**Your task:**
Give the records as a two-column CSV with the columns instruction and points, one row per record, for only the part that opens with the line containing "Expected behaviour: mark a point on the woman's left" and closes with the line containing "[[268, 205]]". Put each record's text and its answer in one quoted field each, with line breaks turned into spaces.

**Records shown:**
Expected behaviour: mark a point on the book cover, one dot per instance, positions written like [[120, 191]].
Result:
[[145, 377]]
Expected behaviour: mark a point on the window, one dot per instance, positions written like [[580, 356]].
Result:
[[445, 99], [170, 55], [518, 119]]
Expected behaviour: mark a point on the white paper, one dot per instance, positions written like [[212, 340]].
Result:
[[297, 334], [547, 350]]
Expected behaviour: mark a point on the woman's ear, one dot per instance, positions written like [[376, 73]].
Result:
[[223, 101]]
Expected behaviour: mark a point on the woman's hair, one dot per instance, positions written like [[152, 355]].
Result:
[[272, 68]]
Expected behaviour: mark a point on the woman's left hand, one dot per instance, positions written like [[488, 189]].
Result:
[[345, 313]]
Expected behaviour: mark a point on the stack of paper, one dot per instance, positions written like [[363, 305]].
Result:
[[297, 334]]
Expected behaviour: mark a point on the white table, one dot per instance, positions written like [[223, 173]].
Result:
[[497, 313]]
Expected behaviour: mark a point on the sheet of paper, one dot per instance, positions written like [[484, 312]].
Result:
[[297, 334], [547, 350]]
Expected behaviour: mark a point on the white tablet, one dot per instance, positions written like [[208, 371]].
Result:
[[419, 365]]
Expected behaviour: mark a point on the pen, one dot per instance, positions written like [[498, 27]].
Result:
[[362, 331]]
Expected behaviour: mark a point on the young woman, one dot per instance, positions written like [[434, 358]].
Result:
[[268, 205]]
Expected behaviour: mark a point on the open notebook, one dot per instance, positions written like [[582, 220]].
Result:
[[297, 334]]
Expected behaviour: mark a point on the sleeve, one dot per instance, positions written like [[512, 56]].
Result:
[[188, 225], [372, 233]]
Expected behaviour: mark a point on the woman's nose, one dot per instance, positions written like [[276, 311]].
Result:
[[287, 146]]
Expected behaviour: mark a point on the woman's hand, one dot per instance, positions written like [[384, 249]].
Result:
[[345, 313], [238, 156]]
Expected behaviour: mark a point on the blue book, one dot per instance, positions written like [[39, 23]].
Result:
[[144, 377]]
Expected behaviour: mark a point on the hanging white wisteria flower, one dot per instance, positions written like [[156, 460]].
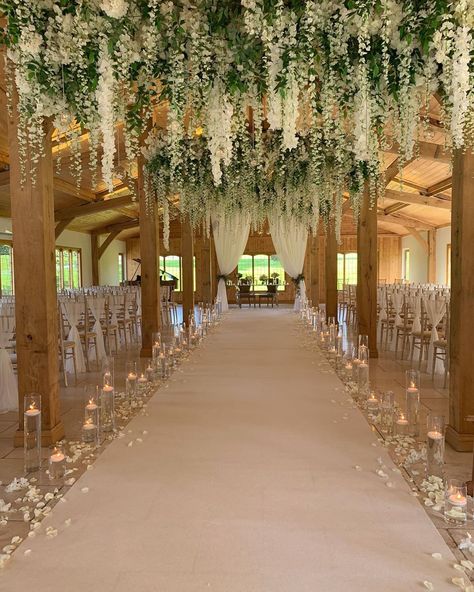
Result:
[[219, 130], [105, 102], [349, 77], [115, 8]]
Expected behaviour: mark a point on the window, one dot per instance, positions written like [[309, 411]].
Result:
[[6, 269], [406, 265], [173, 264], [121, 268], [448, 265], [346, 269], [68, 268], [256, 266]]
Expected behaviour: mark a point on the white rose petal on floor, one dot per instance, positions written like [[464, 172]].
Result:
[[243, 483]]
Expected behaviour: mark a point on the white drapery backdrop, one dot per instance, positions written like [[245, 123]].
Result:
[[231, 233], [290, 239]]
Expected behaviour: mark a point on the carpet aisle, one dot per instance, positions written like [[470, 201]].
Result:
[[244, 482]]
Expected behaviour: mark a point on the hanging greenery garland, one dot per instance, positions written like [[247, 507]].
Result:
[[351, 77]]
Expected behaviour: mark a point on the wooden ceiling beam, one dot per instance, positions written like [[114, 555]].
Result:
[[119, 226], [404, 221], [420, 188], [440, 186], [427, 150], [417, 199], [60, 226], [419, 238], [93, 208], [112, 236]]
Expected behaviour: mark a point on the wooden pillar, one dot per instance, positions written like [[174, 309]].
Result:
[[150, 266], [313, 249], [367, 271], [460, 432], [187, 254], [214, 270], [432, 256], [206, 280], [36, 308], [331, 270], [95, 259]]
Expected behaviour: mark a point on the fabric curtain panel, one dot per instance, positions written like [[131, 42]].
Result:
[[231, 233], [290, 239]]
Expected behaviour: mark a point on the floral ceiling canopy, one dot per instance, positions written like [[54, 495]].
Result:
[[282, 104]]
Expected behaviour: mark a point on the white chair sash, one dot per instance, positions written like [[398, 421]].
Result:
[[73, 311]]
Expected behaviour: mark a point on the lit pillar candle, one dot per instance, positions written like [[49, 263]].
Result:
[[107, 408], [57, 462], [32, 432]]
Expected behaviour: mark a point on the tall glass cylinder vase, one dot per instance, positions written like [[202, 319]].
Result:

--

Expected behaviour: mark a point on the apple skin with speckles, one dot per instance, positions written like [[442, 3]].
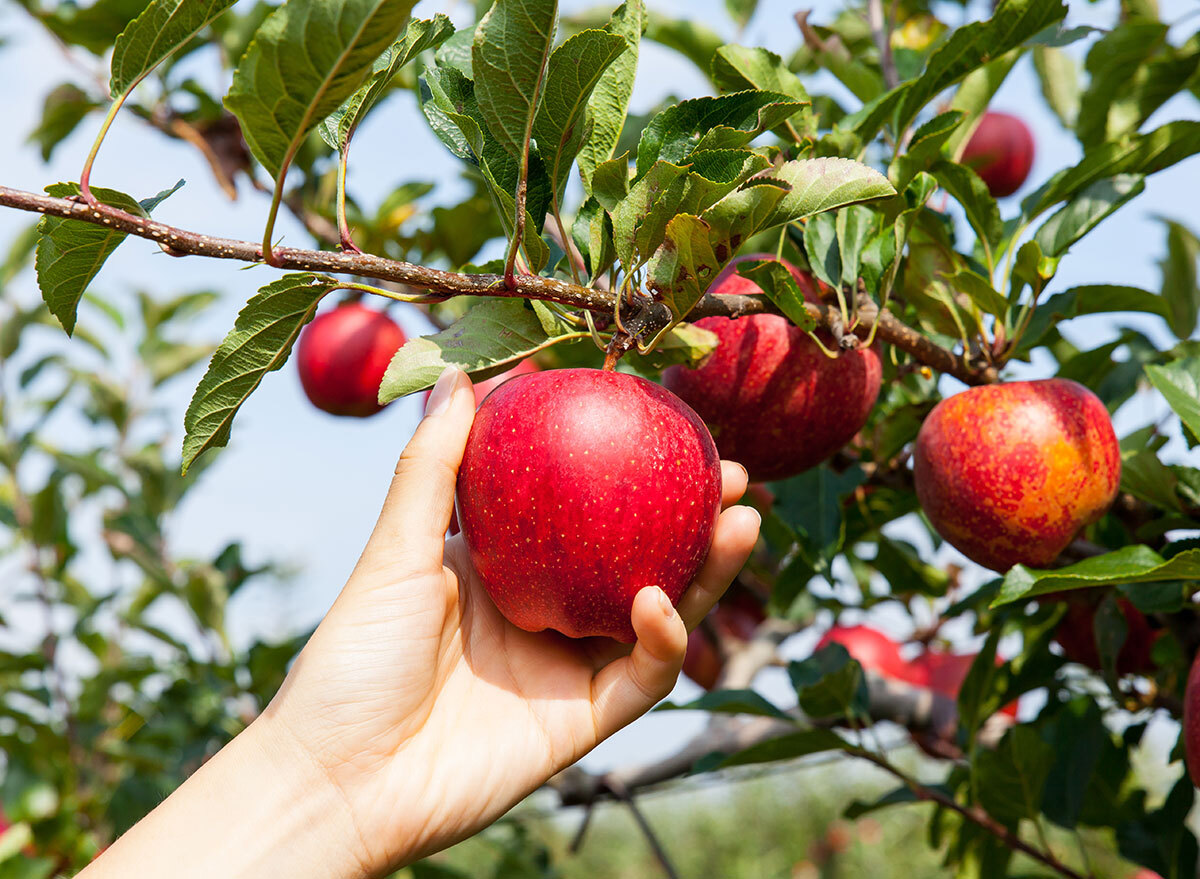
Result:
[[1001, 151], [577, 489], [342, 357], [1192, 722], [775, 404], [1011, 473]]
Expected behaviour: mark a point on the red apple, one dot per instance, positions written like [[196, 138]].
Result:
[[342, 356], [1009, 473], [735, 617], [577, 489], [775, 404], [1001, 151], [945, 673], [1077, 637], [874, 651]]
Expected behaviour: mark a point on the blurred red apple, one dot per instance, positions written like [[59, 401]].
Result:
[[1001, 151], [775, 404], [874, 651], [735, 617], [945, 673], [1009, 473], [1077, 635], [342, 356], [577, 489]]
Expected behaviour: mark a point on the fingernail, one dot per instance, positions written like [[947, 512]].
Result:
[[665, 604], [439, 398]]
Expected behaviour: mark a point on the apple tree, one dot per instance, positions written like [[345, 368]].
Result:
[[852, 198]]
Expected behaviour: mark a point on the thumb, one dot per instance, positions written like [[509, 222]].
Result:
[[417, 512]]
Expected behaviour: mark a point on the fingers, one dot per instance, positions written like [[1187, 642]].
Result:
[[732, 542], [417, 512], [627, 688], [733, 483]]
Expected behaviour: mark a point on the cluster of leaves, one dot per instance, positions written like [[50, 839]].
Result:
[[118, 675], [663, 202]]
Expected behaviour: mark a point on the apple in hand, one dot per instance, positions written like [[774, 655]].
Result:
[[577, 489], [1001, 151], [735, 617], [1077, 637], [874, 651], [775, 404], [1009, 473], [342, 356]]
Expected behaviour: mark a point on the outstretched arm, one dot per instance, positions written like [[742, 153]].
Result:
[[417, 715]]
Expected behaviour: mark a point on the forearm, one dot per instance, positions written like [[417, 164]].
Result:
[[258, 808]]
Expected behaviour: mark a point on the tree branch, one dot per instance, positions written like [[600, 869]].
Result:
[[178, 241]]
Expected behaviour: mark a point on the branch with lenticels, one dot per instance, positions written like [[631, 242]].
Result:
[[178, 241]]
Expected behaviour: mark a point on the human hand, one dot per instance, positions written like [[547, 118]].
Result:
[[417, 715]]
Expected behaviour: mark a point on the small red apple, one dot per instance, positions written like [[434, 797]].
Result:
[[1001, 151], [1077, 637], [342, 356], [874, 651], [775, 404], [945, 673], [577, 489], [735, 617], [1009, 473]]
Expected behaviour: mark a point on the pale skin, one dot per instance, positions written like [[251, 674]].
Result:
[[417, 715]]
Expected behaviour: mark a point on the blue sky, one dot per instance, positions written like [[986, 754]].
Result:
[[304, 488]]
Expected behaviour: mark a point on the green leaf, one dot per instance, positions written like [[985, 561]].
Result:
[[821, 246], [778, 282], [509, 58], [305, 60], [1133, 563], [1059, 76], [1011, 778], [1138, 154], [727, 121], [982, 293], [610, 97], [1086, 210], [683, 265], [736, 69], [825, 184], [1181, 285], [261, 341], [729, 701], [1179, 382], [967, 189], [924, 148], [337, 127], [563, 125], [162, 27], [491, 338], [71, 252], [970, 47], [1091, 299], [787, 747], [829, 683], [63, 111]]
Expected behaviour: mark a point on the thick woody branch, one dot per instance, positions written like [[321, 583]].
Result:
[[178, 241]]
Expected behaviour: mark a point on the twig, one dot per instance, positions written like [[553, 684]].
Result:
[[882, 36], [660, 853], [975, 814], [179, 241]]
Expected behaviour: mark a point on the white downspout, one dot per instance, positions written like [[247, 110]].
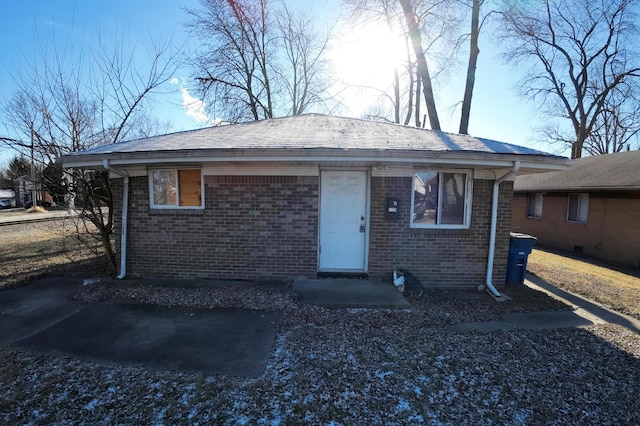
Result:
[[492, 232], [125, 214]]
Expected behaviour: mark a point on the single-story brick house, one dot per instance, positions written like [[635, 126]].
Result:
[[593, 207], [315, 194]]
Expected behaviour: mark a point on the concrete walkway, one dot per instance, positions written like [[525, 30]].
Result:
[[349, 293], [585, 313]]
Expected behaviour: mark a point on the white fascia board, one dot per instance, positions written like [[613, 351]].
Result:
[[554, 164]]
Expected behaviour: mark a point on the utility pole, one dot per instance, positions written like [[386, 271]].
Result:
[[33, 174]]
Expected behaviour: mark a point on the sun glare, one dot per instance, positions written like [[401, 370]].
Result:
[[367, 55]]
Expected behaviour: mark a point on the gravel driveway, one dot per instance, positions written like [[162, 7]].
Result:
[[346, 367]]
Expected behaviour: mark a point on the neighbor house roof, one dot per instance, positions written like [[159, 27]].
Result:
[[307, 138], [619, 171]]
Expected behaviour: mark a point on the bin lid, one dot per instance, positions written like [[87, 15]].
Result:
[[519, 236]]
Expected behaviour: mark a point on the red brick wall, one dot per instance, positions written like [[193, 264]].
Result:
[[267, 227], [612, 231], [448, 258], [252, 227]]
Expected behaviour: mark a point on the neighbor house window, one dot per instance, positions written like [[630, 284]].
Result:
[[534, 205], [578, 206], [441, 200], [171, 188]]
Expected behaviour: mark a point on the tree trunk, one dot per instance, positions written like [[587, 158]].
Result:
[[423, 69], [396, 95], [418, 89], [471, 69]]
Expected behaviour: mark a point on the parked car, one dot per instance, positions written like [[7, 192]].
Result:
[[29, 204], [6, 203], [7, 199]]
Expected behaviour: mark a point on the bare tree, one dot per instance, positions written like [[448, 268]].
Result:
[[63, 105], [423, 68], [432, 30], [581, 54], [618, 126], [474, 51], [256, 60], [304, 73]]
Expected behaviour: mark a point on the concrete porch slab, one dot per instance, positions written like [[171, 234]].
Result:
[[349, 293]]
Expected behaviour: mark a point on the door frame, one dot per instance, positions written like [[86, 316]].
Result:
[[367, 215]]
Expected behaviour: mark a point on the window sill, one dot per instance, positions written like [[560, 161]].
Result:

**Result of this exercise:**
instruction,points
"Expected behaviour: mark a point on the woman's left hand, one dot per instance, positions written like [[488, 189]]. Result:","[[345, 313]]"
"Expected behaviour: mark a point on the stack of paper, one dot per instance, positions written like [[363, 305]]. Result:","[[297, 334]]"
"Expected behaviour: mark a point on the white table, one dot per instance, positions written like [[223, 173]]. Result:","[[497, 313]]"
"Expected behaviour: mark a point on the sheet of paper, one dot per instance, positions written like [[484, 312]]. Result:","[[297, 334], [547, 350]]"
"Expected behaviour: mark a point on the white tablet, one dot per instance, positions written like [[208, 371]]. Result:","[[419, 365]]"
"Expected behaviour: mark a point on the pen, one dot per instance, positions written like [[498, 27]]. Result:","[[362, 331]]"
"Expected behaviour: mark a point on the young woman, one dot per instance, positions written like [[434, 358]]. Result:","[[268, 205]]"